§ **Document extract**
__________

Emboldened, Alex wrote to Darwin predicting that future reef expeditions would confirm Murray’s results. Darwin didn’t miss the note of challenge, and though tired and ailing he countered with one of his own: “If I am wrong,” he wrote wearily, “the sooner I am knocked on the head and annihilated the better … I wish that some doubly rich millionaire would take it into his head to have borings made in some of the Pacific and Indian atolls, and bring home cores for slicing from a depth of 500 or 600 feet.” If Darwin were indeed wrong, such cores would show a superficial crust of coral, underlain by extensive older submarine rock. If he were right, the cores would show a considerable depth of coralline limestone.14
Darwin died less than a year later, which is probably why Alex didn’t at once take up the challenge, aside from making a short, inconclusive tour of reefs in Hawaii in 1884. The following year, however, he wrote to James Dana at Yale, endorsing Murray’s arguments and outlining a personal “dream” to hire a vessel to investigate Pacific islands and reefs “with modern methods,” so as to solve this compelling geological problem. Dana’s reply was less gentle than Darwin’s had been: he published a long paper pouring such scorn on Murray and his supporters that Alex immediately broke off all relations with the man.
One last inducement pushed Alex Agassiz into a crusade to prove Darwin wrong: a public attack against the Darwinists mounted by the Duke of Argyll and a trio of eloquent English bishops. They accused “the Darwin faction” of mounting “a conspiracy of silence” and “reign of terror” to stifle recognition of Murray’s theory of coral reefs, and to mask the fact that Darwin’s own “errors [were] as profound as the abysses of the Pacific.” Huxley, famed for writing with vitriol rather than ink, seared the group with his customary brilliance, but the Argyllites were not easily quelled.15
Their tactic of diverting attacks away from On the Origin of Species and onto Darwin’s theory of coral reefs was a shrewd one. There were obviously close links between the two theories: Darwin’s The Structure and Distribution of Coral Reefs (1842) had anticipated its famous successor in both form and content, and it had launched Darwin’s arc of scientific fame. Disproving the coral reef theory, thereby discrediting Darwin and his disciples, would weaken the whole case for evolution by natural selection. And the fact that the reef theory was so difficult to prove made it vulnerable to demolition. In effect, Argyll and his supporters were elevating the coral reef problem into “one of the most prominent and explicitly controversial in science.”16
The controversy over Darwin’s reef theory revived the torrid evolutionary debates of the 1860s. This time, however, Alex Agassiz would not remain silent. His banner would be scientific empiricism, his field the coral reefs of the world. In 1896, quiet Alex Agassiz put to sea to revenge his father, conquer Darwin, vindicate Murray, and unlock the secrets of the coral reefs of the Indo-Pacific.

__________

§ **Available data**
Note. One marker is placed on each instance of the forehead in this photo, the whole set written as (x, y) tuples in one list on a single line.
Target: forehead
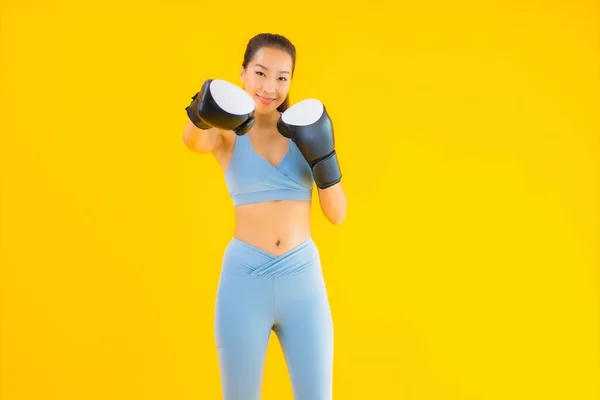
[(273, 59)]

__________

§ **Jobs**
**A)** Using the passage on Alex Agassiz and the coral reef controversy, decide whether each statement agrees with it. Answer yes or no for each, and quote the deciding words.
(i) Darwin wished for cores drawn from a depth of 500 or 600 feet.
(ii) Alex Agassiz set out to sea in 1884 to investigate the coral reefs of the Indo-Pacific.
(iii) James Dana answered Alex by supporting Murray's arguments.
**B)** According to the passage on Alex Agassiz and the coral reef controversy, in what year did Darwin's The Structure and Distribution of Coral Reefs appear?
**C)** Go on with the account of Alex Agassiz and the coral reef controversy, starting after its final sentence.

§ **Answers for the tasks**
**A)**
(i) Yes: "bring home cores for slicing from a depth of 500 or 600 feet."
(ii) No: "In 1896, quiet Alex Agassiz put to sea"
(iii) No: "he published a long paper pouring such scorn on Murray and his supporters"

**B)** 1842

**C)**
* * *
Alex Agassiz would later admit privately that his Great Barrier Reef expedition of 1896 was something of a flop, because he’d followed the advice of William Saville-Kent to visit northern Australia in April–May, which proved an unsuitable time of year. Others had recommended waiting until September–October, when the still conditions would have been ideal for reef viewing. As it was, Alex, his son Maximilian, and two young Harvard museum zoological assistants, William Woodworth and Alfred Mayor, faced almost two months of buffeting southeasterly trade winds that whipped up a choppy sea and forced their ship to remain in harbor for all but three days of their two-month visit.
Alex Agassiz (far right), Alfred Mayor (second from right), and William Woodworth (third from right) on board the Croydon, 1896 (Archives of the Museum of Comparative Zoology, Ernst Mayr Library, Harvard University)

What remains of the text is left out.